WORK REQUEST:
Where in the listing does the word "below" appear? Report each line that holds it.

= = = = = = =

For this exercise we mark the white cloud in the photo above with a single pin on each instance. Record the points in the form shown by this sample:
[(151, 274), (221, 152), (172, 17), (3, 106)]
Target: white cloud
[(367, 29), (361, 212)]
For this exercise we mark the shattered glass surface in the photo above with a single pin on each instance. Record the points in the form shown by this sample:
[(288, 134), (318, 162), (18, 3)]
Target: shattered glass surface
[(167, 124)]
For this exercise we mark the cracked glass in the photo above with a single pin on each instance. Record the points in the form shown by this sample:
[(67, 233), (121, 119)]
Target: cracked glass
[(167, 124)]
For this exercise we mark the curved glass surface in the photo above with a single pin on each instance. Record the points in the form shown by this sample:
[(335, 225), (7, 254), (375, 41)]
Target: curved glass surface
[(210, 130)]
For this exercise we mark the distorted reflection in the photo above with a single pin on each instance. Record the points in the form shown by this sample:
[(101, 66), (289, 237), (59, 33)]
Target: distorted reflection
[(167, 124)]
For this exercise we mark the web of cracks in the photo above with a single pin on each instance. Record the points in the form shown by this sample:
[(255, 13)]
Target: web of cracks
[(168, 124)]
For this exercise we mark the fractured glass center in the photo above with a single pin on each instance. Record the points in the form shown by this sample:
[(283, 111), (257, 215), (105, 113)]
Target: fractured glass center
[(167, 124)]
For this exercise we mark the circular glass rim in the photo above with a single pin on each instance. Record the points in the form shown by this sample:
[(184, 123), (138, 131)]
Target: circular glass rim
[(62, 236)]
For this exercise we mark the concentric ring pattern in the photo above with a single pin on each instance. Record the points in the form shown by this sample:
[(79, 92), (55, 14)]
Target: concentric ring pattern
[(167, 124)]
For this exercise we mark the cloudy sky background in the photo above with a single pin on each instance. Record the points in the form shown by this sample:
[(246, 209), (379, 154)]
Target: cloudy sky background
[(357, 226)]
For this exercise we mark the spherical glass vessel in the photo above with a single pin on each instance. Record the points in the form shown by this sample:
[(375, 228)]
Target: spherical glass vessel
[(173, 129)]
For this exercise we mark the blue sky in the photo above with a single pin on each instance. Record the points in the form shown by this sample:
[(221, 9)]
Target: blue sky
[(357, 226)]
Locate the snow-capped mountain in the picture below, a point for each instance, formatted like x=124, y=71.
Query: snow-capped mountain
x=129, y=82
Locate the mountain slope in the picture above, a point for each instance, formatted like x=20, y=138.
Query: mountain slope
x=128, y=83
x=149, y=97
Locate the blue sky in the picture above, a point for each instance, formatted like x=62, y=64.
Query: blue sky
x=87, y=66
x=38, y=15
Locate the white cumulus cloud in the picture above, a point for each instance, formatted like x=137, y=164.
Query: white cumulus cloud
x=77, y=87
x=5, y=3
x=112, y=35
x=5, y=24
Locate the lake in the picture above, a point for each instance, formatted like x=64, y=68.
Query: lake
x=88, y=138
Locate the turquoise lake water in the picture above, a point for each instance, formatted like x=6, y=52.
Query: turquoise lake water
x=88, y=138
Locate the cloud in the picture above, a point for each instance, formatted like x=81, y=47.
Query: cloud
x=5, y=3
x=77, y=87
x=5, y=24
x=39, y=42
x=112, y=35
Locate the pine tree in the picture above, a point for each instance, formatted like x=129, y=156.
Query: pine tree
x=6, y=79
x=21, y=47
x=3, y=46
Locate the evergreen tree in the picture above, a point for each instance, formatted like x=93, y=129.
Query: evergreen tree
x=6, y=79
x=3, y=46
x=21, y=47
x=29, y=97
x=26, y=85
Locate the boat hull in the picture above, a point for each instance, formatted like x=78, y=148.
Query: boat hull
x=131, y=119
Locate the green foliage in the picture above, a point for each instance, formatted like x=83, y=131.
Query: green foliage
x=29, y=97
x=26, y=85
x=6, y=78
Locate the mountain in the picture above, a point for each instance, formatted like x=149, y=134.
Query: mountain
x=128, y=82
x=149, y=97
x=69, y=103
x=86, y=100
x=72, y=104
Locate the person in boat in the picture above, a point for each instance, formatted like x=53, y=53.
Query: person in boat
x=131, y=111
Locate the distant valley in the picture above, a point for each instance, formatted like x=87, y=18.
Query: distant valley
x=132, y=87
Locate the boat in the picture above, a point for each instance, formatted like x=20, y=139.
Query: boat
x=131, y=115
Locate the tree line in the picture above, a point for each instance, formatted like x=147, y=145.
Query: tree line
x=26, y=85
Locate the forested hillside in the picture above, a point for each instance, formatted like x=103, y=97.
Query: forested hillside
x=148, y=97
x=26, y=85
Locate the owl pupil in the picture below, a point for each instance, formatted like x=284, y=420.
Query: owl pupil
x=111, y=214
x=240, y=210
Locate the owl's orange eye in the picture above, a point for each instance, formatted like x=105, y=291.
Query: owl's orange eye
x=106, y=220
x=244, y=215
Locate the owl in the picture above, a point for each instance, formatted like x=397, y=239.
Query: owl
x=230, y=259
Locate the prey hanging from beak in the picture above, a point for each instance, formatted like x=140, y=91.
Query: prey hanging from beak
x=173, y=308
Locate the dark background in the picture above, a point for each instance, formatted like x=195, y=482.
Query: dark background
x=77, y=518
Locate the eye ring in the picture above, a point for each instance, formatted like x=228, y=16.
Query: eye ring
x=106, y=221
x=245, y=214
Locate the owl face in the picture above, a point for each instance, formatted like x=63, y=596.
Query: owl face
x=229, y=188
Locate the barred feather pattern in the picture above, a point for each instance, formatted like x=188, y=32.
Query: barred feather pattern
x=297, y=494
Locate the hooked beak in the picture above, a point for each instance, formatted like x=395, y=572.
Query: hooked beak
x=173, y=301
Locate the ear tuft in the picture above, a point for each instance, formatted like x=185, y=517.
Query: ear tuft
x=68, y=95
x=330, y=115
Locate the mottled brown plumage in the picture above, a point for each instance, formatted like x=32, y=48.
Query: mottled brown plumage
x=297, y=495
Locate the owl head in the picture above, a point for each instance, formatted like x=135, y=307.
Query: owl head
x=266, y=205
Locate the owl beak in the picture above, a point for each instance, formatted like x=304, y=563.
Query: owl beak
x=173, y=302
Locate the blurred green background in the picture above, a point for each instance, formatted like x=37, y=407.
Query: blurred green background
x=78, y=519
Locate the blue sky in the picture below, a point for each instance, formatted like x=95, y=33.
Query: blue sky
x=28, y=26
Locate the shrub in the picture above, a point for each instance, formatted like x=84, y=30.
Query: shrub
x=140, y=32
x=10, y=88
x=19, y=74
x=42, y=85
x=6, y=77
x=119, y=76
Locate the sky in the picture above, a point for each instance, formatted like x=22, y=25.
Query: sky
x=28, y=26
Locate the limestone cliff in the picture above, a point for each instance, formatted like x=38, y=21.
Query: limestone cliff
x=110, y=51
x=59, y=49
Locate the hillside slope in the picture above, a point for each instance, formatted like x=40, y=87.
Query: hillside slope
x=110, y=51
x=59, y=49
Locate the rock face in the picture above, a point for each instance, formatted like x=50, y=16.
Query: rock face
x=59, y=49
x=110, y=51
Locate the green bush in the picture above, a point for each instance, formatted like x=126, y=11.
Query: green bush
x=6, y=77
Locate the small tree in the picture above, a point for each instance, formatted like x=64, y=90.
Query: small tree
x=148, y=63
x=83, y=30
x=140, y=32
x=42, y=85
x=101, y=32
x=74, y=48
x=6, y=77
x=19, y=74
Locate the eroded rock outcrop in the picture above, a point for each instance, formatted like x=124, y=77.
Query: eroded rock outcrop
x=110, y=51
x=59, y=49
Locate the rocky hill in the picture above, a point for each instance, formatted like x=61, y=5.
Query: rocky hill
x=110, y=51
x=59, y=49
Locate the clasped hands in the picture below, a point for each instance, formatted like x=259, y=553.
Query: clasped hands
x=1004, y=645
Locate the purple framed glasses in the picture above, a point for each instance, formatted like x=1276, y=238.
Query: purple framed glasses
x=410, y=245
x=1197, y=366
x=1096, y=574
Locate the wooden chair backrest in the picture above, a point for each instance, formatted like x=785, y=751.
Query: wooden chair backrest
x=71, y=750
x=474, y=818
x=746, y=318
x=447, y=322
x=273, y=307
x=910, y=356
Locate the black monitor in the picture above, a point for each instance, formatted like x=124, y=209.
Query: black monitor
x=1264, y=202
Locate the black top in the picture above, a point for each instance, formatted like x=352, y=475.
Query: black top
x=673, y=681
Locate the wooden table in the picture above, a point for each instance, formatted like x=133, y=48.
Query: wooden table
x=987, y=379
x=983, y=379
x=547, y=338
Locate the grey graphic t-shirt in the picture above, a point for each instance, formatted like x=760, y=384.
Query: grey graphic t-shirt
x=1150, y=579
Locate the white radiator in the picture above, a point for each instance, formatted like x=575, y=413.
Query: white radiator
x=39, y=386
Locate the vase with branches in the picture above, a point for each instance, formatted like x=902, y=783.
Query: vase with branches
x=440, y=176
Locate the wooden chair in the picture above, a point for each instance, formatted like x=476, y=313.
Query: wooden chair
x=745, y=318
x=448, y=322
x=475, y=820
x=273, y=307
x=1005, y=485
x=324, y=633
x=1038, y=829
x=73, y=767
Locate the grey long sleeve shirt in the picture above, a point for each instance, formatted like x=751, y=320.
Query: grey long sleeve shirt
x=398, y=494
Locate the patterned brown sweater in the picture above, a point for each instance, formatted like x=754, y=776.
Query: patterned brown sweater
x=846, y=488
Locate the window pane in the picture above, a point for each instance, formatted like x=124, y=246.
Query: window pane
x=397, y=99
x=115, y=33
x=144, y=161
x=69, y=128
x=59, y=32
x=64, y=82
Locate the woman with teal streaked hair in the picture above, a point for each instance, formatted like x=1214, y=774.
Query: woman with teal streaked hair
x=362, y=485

= = = = = = =

RESULT OF THE TASK:
Locate the snow-capped mountain in the picture below, a point for each instance, formatted like x=124, y=71.
Locate the owl pupil in the picture below, a point for each instance, formatted like x=284, y=420.
Locate the blue sky in the picture below, a point for each instance, formatted like x=95, y=33.
Locate the clasped hands in the picture below, a point for each instance, formatted like x=259, y=553.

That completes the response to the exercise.